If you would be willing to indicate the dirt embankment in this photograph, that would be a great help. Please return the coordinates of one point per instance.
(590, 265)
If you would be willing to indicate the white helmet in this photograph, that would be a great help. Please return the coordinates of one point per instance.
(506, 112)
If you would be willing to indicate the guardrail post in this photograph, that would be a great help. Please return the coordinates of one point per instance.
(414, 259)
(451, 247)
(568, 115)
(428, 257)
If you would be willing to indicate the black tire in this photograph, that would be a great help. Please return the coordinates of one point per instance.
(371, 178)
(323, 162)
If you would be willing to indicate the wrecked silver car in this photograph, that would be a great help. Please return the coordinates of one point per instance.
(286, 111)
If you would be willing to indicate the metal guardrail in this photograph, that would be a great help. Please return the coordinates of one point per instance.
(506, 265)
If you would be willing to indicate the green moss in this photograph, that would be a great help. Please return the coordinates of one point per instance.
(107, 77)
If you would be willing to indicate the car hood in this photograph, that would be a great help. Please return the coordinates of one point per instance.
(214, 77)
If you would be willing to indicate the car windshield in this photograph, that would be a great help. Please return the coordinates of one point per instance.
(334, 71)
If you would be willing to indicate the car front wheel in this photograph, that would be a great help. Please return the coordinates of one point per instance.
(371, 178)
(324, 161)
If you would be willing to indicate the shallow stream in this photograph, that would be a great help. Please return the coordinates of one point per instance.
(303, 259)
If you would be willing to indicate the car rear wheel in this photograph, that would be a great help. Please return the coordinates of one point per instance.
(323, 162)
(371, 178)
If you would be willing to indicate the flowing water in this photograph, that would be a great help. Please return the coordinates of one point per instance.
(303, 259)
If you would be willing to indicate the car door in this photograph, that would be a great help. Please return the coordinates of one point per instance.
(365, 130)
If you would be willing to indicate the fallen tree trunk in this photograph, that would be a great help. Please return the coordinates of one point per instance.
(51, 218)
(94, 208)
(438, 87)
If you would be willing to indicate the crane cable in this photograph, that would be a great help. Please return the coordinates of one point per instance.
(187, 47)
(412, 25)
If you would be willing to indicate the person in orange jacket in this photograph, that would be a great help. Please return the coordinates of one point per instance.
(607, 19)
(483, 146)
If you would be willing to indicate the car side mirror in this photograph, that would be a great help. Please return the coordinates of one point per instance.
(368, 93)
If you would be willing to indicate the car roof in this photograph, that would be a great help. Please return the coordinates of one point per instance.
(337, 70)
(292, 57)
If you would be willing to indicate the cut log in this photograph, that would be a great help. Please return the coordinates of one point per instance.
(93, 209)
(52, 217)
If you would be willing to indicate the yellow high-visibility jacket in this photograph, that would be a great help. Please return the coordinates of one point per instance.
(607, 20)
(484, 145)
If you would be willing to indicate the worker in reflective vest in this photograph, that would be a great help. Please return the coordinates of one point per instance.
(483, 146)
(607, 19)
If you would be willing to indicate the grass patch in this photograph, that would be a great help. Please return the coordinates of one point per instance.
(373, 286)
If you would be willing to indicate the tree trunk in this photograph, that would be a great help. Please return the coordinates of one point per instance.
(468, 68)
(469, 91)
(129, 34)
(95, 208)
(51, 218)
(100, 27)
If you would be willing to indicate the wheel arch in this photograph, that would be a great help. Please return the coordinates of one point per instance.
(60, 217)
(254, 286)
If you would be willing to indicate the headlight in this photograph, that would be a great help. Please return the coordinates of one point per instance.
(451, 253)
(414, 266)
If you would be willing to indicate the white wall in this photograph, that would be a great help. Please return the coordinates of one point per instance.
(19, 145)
··········
▸ **EXERCISE PROMPT**:
Repeat precisely the lines of the data starting at the one containing "If you would be willing to indicate the tree", last line included.

▸ **ANSWER TO THE TASK**:
If you would be willing to indicate the tree trunk in this photograph, that would be a great help. Please return the coordinates of one point per instance.
(468, 68)
(469, 91)
(129, 34)
(95, 208)
(51, 218)
(100, 27)
If you would be willing to indicate the wheel arch in this photograph, that would be a great help. Please return the coordinates of one point per instance.
(60, 217)
(254, 286)
If you would be willing to indicate the headlight in this photograph, that would be a great help. Please return the coordinates of one point per instance.
(451, 253)
(414, 266)
If you would be willing to indicate the white wall in this photograph, that would be a great help. Please return the coordinates of one point per instance.
(19, 145)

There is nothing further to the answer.